What the exercise asks: How many of the lines below contain the word "image"? Reply with the number alone.

Stored records:
_ _ _ _
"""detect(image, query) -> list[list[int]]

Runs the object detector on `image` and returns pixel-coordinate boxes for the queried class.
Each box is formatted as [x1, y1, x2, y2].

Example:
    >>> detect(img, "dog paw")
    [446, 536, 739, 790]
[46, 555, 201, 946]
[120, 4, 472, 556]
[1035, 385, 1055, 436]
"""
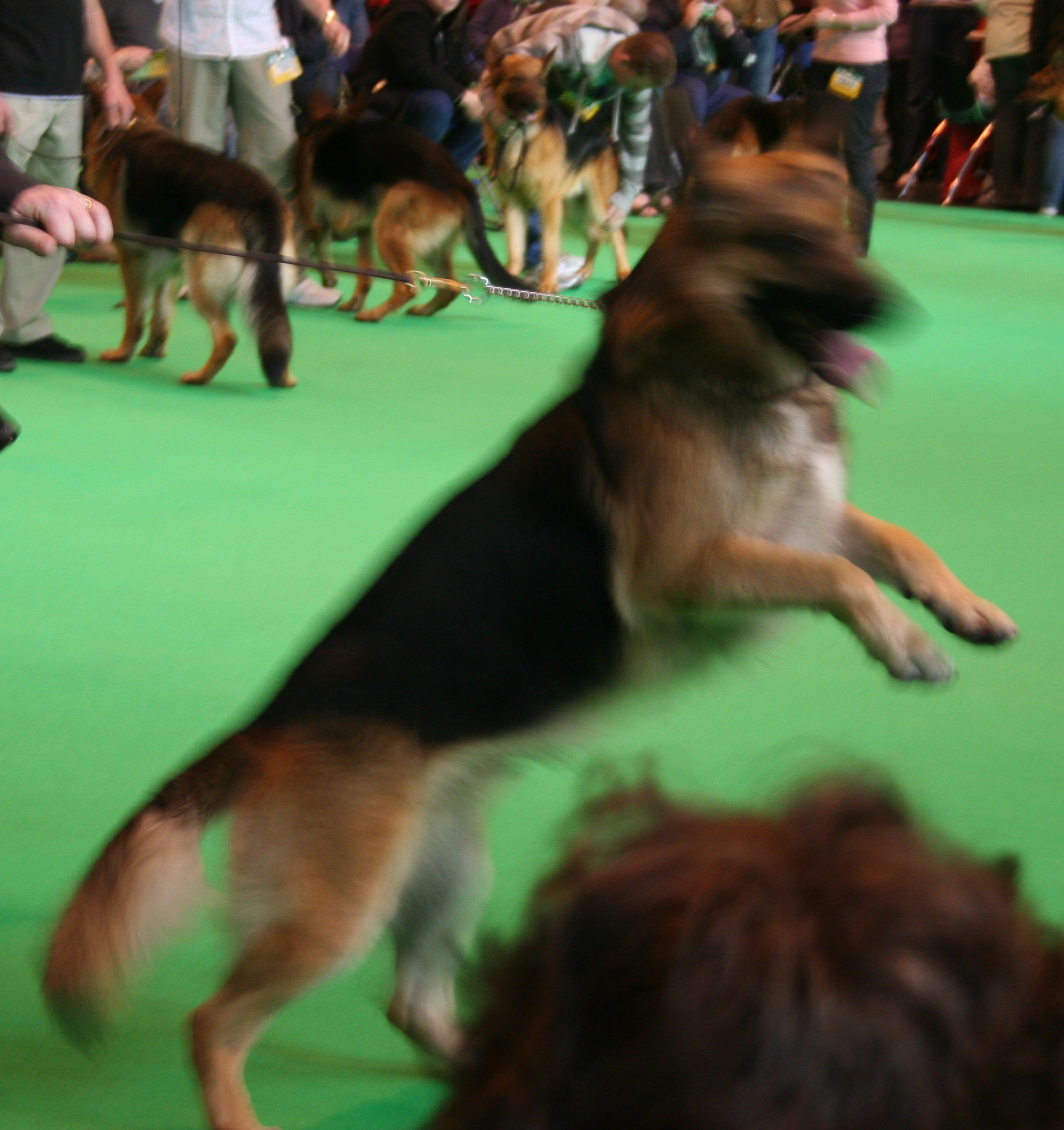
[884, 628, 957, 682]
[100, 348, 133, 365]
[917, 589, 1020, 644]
_ _ _ _
Written solution: 2